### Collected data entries
════════════════

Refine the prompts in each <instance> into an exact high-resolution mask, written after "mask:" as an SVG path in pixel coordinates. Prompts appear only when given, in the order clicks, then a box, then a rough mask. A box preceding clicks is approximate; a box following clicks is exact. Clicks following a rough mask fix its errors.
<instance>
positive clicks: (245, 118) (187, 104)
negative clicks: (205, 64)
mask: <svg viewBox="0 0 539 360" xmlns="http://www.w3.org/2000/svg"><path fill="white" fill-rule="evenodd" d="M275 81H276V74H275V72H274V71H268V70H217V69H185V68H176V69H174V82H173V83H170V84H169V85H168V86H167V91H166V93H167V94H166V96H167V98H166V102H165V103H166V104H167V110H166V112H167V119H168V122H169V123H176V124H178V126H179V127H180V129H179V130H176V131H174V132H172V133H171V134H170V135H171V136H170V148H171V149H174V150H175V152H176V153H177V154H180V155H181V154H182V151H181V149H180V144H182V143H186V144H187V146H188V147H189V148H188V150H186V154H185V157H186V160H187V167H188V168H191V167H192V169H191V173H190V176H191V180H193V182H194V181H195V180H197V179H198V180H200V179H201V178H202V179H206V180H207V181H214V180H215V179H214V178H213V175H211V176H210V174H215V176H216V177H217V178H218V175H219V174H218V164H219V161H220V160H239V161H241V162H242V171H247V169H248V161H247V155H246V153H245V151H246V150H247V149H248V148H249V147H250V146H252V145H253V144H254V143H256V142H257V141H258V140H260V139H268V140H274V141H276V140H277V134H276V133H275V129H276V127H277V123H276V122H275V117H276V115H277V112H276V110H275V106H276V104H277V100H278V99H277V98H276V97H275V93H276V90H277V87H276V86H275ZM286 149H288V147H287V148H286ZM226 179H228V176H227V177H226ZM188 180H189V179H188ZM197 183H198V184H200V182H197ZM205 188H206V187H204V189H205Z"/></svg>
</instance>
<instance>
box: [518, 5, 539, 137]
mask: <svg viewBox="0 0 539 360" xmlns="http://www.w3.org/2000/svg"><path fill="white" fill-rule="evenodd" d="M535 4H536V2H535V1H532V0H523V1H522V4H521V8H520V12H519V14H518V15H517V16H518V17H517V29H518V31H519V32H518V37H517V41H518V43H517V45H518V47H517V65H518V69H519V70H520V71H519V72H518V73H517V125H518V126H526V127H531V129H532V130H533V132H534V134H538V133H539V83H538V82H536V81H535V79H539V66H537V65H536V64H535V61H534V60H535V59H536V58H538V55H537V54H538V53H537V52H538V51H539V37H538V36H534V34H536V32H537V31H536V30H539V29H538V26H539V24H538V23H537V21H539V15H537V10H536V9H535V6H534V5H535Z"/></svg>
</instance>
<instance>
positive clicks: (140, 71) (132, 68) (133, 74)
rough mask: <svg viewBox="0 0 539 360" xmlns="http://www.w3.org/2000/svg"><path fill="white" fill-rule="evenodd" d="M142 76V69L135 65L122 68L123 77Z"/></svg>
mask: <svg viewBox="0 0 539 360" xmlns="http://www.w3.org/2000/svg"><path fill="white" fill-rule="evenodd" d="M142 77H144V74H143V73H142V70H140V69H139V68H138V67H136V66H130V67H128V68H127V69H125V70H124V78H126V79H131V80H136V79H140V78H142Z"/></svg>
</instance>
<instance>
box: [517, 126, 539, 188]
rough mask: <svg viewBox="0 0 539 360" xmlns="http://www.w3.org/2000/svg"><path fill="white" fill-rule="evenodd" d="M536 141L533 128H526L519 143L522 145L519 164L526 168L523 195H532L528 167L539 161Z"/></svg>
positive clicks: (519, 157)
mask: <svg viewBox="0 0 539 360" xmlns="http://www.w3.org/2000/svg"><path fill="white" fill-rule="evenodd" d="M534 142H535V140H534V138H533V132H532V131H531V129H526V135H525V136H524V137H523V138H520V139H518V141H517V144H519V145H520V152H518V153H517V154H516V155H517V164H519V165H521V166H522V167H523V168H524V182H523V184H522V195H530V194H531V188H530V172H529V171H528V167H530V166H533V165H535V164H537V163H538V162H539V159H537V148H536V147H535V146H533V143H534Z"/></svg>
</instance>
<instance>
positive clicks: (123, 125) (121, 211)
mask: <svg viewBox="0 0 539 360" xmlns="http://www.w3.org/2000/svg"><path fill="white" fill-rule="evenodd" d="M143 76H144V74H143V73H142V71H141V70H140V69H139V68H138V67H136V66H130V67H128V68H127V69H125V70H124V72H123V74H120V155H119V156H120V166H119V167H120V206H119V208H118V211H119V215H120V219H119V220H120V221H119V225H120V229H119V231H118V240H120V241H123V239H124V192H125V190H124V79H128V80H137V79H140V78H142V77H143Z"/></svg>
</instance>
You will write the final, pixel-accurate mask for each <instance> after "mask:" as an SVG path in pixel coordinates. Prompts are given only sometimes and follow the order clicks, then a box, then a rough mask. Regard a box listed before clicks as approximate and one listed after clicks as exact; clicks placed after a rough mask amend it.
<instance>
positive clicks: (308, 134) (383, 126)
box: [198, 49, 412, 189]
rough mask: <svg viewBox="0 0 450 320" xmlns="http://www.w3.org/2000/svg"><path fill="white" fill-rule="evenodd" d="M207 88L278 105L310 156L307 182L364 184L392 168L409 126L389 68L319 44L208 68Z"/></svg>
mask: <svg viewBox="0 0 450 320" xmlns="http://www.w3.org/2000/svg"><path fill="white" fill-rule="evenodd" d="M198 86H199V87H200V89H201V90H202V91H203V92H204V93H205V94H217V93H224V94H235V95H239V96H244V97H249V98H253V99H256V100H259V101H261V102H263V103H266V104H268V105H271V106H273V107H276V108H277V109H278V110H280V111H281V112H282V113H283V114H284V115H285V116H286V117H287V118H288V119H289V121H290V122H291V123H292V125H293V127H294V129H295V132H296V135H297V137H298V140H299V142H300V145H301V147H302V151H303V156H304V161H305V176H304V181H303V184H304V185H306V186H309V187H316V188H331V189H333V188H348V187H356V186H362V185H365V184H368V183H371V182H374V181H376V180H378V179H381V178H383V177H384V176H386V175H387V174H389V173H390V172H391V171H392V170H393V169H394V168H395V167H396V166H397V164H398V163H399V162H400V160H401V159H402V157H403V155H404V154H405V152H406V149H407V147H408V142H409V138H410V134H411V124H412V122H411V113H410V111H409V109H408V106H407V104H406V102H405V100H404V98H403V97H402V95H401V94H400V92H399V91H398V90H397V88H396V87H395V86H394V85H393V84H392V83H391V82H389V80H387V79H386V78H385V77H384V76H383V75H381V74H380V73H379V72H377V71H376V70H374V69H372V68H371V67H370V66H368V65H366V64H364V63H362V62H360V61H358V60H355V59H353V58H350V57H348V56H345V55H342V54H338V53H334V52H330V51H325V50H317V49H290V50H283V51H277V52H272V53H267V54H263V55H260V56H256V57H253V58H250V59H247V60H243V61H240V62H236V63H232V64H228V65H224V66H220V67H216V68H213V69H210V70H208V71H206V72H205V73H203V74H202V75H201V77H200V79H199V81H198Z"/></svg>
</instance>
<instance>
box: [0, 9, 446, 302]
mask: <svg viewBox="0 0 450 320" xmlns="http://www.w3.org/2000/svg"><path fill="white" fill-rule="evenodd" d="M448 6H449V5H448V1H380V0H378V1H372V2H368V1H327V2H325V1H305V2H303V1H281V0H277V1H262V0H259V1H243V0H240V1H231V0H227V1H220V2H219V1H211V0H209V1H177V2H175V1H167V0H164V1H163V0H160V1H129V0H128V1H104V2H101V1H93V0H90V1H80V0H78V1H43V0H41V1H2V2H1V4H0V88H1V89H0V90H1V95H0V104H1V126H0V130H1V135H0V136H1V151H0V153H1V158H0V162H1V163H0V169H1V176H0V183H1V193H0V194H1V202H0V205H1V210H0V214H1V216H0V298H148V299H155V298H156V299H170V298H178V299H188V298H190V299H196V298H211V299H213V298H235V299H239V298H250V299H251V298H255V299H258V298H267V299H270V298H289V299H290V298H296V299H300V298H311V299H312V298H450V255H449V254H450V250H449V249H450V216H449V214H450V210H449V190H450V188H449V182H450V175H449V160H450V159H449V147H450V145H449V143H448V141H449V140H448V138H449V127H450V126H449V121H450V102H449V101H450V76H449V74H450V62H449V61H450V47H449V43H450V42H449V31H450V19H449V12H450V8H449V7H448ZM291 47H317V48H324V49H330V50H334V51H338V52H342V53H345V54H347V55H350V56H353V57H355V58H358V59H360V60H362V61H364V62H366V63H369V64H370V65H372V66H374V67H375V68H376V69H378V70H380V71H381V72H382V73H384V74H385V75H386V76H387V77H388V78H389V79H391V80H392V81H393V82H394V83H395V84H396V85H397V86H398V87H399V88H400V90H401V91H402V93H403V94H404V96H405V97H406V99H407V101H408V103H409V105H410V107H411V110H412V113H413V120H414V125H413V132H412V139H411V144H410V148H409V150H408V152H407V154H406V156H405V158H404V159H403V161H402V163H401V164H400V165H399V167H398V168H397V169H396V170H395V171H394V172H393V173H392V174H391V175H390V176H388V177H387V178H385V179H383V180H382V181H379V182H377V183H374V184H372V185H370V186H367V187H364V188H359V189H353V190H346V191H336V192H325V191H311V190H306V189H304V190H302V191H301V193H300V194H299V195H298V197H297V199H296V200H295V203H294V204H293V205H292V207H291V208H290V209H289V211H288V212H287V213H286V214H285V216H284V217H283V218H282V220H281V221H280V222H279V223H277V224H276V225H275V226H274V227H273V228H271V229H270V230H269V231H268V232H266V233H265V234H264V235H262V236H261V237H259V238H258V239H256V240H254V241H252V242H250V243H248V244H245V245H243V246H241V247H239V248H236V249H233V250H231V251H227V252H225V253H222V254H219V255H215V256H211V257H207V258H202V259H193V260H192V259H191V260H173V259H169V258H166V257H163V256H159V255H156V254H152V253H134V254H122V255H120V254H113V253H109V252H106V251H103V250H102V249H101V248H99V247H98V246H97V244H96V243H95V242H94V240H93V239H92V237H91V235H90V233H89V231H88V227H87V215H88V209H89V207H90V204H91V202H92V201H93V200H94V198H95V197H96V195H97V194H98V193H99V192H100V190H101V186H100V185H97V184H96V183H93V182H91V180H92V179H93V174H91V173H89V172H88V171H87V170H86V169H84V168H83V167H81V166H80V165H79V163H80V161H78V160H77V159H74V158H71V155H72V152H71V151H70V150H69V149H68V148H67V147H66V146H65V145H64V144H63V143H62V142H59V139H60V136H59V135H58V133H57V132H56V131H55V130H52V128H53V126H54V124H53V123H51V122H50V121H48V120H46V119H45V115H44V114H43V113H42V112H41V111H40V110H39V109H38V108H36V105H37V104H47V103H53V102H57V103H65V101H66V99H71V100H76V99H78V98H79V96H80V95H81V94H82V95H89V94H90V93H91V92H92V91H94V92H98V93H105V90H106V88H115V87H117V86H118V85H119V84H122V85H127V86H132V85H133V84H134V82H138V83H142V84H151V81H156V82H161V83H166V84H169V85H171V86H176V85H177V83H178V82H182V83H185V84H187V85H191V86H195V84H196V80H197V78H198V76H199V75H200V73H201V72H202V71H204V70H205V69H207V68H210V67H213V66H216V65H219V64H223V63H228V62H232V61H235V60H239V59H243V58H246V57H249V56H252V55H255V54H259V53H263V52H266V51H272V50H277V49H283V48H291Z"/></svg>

════════════════

### PROBLEM TO WORK ON
Only one stretch of the entries above is wanted: the lines from the one containing "You will write" through the one containing "box: [198, 49, 412, 189]". Please reproduce it exactly.

### SOLUTION TO THE PROBLEM
You will write the final, pixel-accurate mask for each <instance> after "mask:" as an SVG path in pixel coordinates. Prompts are given only sometimes and follow the order clicks, then a box, then a rough mask. Regard a box listed before clicks as approximate and one listed after clicks as exact; clicks placed after a rough mask amend it.
<instance>
positive clicks: (308, 134) (383, 126)
box: [198, 49, 412, 189]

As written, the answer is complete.